> _What you need to do_
Below are some entries. Output each one exactly as it appears.

# start of Exercise input

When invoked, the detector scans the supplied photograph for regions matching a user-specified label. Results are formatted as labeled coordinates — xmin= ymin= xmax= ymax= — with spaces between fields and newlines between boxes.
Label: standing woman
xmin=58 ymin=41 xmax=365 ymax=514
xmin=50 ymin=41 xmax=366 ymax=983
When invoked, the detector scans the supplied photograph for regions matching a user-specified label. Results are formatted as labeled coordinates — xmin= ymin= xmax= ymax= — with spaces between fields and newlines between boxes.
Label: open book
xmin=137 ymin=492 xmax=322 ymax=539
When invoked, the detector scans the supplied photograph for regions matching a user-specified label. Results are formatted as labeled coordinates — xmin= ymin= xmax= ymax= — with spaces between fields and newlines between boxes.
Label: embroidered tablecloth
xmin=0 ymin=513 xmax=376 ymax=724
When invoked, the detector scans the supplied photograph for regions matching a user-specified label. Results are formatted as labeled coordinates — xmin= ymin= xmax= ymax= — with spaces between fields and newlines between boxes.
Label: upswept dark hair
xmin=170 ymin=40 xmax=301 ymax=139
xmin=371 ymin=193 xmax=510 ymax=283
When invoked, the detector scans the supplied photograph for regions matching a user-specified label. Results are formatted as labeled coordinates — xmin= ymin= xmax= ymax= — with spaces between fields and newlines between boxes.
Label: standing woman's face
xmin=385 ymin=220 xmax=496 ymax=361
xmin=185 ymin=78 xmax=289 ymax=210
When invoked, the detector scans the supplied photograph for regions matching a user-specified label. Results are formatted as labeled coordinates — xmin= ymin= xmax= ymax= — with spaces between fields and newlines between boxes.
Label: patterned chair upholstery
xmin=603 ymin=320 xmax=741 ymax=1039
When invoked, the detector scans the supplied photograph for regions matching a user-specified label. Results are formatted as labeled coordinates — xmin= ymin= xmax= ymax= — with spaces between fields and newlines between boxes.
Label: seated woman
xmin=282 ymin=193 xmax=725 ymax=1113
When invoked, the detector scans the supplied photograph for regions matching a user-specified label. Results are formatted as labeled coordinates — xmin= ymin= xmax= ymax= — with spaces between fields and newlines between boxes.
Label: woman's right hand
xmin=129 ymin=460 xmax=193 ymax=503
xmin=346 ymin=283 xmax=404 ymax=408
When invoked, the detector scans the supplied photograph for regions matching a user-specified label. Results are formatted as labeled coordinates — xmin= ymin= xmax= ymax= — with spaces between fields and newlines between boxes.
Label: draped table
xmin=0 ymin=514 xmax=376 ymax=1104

# end of Exercise input

> _Response to this exercise_
When invoked, the detector scans the supplied photograph for regions matching a user-specified label. Results are formatted as labeled coordinates — xmin= ymin= xmax= ymax= — with spaces between fields and newlines between boxes.
Label: standing woman
xmin=58 ymin=41 xmax=365 ymax=514
xmin=50 ymin=41 xmax=366 ymax=983
When invoked, the detector scans the supplied photograph for regions matching a user-specified label. Results are formatted as labeled coordinates — xmin= ymin= xmax= ymax= — with spaces between fields and newlines between boxes.
Label: open book
xmin=137 ymin=492 xmax=322 ymax=539
When invoked, the detector scans the supplied photograph for regions matching a user-specified label. Results are formatted as labeled coordinates — xmin= ymin= xmax= ymax= — with spaces between fields and newlines between boxes.
Label: embroidered tablecloth
xmin=0 ymin=513 xmax=376 ymax=724
When invoked, the detector scans the supplied photograph for regions matching a user-specified label. Results are formatted as labeled coordinates — xmin= ymin= xmax= ymax= — with spaces between fields and newlines between boxes.
Label: upswept dark hair
xmin=170 ymin=40 xmax=301 ymax=139
xmin=371 ymin=193 xmax=510 ymax=283
When invoked, the detector scans the supplied photograph for regions matching a user-specified label. Results are formatted as labeled coordinates — xmin= ymin= xmax= ymax= — with spaces between fields and newlines between boxes.
Label: standing woman's face
xmin=385 ymin=220 xmax=496 ymax=361
xmin=185 ymin=78 xmax=289 ymax=210
When invoked, the detector scans the supplied photograph for regions matching a user-specified label. Results are formatted as labeled coordinates — xmin= ymin= xmax= ymax= — with spaces between fields and newlines between boxes.
Label: patterned chair upholstery
xmin=603 ymin=320 xmax=741 ymax=1039
When invoked, the detector scans the supplied photograph for regions matching a user-specified label. Results are formatted as labeled coordinates — xmin= ymin= xmax= ymax= — with spaces between fields and newlines between boxes.
Label: seated woman
xmin=282 ymin=193 xmax=725 ymax=1113
When invoked, the detector scans the supplied photograph for regions matching a user-specified label. Results are formatted as labeled coordinates — xmin= ymin= xmax= ymax= — with spaces between fields and newlines between boxes.
Label: woman's right hand
xmin=129 ymin=460 xmax=193 ymax=503
xmin=346 ymin=283 xmax=404 ymax=408
When invoked, the detector scans the supplied photograph for regions matching a user-specified label. Results are formatted as labeled coordinates — xmin= ymin= xmax= ymax= — with spaces between fields and newlines between boxes.
Label: draped table
xmin=0 ymin=514 xmax=376 ymax=1104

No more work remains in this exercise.